WHAT THE EXERCISE ASKS → Reproduce the records below, substituting "marker" for every occurrence of "dot" and keeping all other text identical.

Dataset excerpt →
☆ ☆ ☆ ☆ ☆ ☆ ☆
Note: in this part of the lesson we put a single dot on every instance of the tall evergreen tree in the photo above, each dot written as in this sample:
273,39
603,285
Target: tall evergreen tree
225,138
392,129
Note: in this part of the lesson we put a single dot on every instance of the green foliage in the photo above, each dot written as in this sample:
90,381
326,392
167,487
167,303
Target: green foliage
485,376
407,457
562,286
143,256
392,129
☆ ☆ ☆ ☆ ☆ ☆ ☆
FINISHED ANSWER →
Note: in this part of the lesson we put a single marker on every instance of the tall evergreen tree in the photo above, each marker written as in this sample:
273,39
603,285
Target: tall evergreen tree
225,138
392,129
Note: in this part of the lesson we put a single marker on every instance of the green foliage in the photo above, each marker written as in this sample:
90,381
326,392
167,487
167,303
Target: green foliage
485,376
407,457
562,286
143,256
392,129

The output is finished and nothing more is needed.